**SHORT EXERCISE:**
Copy out the material verbatim, from the line containing "Batch job #47 — class: patterned" through the line containing "371;288;563;427", with both of those lines included.

== EXCERPTED RECORDS

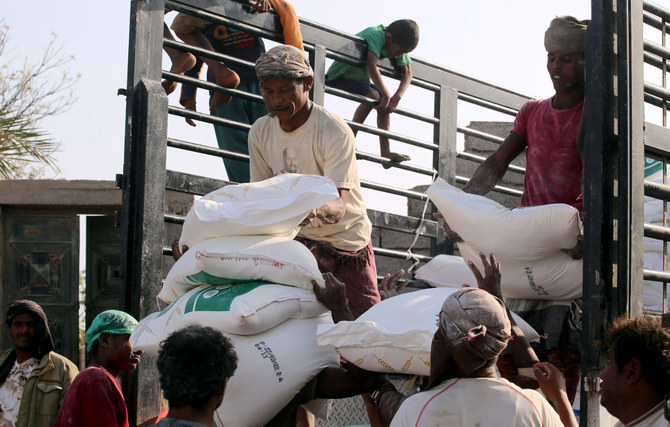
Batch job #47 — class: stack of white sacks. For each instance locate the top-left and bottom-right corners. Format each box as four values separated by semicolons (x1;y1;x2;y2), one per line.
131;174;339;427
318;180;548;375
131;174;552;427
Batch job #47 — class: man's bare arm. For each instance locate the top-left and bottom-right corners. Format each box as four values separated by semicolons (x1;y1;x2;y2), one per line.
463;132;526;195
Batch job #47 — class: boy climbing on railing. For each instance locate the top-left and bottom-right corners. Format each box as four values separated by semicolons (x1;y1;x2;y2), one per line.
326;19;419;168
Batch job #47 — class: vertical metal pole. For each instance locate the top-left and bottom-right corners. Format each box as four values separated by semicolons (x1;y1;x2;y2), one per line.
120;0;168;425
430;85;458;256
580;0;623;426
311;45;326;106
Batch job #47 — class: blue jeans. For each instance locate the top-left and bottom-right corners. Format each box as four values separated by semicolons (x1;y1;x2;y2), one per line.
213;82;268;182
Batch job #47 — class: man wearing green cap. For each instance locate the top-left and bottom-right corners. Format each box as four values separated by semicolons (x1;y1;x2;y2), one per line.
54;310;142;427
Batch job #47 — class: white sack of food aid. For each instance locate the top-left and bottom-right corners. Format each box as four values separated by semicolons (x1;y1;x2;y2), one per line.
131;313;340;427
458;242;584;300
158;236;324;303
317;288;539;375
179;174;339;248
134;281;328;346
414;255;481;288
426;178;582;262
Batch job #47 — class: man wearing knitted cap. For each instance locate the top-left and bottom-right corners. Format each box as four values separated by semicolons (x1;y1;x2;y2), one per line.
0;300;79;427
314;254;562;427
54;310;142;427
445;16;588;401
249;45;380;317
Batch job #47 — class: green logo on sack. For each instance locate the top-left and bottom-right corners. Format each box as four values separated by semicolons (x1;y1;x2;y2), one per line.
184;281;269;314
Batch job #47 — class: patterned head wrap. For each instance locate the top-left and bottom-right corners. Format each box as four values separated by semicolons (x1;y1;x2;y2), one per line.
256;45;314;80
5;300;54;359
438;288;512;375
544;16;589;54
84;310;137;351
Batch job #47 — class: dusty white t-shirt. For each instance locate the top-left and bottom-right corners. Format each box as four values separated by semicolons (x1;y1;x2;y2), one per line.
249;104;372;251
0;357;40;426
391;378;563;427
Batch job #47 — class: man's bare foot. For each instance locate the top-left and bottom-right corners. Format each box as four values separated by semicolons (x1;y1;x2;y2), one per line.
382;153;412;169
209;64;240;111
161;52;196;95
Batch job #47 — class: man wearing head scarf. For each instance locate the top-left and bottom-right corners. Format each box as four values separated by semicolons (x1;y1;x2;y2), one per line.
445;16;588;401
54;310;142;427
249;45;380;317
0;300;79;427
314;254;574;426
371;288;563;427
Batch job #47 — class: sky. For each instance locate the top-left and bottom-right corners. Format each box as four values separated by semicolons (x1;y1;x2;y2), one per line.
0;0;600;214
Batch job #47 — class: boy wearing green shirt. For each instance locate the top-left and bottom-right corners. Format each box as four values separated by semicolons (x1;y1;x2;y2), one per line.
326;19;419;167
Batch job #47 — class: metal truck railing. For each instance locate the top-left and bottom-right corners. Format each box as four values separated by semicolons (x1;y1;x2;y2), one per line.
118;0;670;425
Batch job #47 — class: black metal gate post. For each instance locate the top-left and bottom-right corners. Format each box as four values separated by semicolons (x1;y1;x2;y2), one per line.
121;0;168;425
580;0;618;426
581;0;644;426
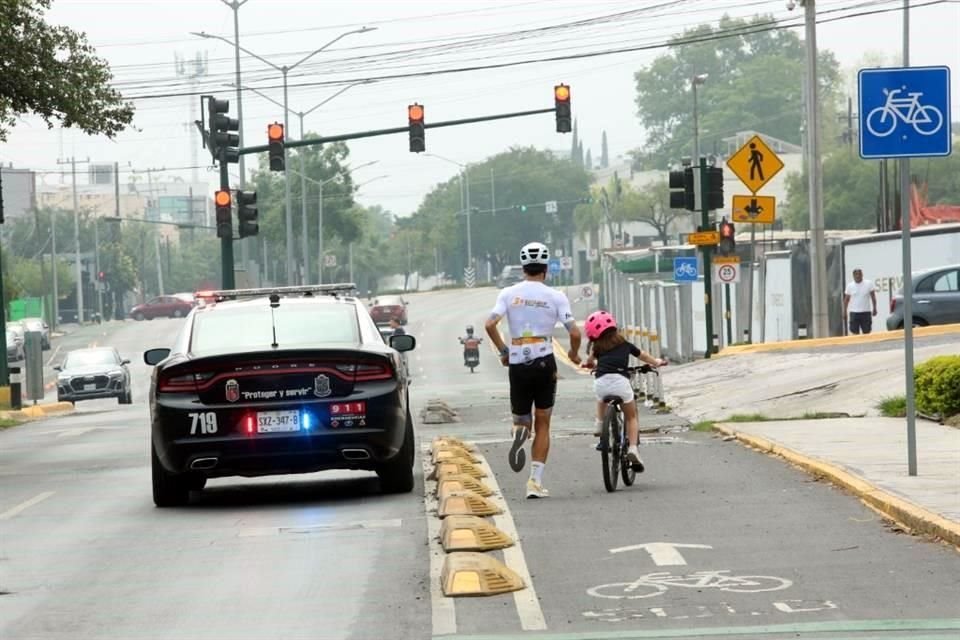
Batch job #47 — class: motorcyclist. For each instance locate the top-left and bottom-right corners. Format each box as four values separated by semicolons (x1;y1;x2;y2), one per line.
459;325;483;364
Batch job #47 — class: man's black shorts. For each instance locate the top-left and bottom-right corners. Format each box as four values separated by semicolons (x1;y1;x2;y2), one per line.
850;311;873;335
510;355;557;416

====
== EXCERPTED RECORDS

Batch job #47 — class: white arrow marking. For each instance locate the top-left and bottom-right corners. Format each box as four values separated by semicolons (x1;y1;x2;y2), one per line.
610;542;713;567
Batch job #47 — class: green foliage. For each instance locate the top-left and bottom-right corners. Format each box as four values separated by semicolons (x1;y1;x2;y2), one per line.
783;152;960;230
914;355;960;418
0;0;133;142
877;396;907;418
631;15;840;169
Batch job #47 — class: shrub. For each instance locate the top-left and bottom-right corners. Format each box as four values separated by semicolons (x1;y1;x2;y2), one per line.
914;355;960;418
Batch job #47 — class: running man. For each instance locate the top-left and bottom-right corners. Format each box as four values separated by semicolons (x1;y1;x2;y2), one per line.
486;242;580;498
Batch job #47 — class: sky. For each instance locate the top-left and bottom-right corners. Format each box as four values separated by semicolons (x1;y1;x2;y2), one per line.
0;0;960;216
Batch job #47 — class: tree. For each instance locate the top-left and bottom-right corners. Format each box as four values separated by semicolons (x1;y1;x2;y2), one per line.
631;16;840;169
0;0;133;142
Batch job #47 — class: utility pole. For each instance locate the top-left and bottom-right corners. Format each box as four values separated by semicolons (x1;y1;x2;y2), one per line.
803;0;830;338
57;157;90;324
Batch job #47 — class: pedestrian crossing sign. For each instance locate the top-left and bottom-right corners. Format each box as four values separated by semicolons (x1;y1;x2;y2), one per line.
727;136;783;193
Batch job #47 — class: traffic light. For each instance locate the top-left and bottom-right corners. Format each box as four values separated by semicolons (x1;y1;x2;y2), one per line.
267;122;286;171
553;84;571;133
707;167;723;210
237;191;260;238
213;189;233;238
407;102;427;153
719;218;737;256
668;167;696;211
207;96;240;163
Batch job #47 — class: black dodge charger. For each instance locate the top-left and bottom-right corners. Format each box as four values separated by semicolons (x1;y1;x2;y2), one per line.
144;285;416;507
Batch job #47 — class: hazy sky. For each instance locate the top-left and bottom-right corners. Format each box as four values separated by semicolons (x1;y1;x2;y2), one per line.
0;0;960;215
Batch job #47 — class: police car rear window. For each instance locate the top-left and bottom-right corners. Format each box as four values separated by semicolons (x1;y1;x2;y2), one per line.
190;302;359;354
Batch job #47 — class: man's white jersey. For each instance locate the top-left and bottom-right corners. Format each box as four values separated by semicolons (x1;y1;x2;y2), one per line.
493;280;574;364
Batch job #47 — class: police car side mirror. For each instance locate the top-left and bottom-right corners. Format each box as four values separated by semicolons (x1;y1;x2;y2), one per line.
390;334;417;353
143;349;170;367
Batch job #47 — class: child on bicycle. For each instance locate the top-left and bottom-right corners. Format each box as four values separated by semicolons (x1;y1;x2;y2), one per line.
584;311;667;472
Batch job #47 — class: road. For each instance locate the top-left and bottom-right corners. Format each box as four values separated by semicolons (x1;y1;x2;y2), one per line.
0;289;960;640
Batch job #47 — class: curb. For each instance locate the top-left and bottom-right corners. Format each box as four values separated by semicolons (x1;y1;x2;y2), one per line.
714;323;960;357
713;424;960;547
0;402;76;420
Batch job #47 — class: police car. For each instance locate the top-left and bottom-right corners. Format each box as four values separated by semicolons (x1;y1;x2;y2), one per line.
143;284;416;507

====

**SOLUTION:**
Batch job #47 — class: patterned head wrap. For each instance locate the top-left and bottom-right corners. Format each box as four values separated by semicolons (x1;y1;x2;y2), one per line.
256;45;314;80
5;300;54;359
438;288;512;375
544;16;589;54
84;310;137;351
Batch job #47 — class: dusty white t-shirt. For each instance locate the top-left and bottom-right corners. Format each box as four values separated by semicolons (x1;y1;x2;y2), one per line.
249;104;372;251
0;357;40;426
391;378;563;427
Batch job #47 — class: man's bare foot. For each instance locate the top-left and bottom-right corners. Format each box as four values separated by semicolons (x1;y1;x2;y2), one per line.
382;153;412;169
209;64;240;111
161;52;196;95
Batch job #47 — class: man wearing head scarf. For each instance locate the top-left and bottom-right corners. Format each box as four values separated by semicolons (x1;y1;x2;y2), one per line.
445;16;588;401
54;310;142;427
249;45;380;317
0;300;79;427
314;254;574;426
371;288;563;427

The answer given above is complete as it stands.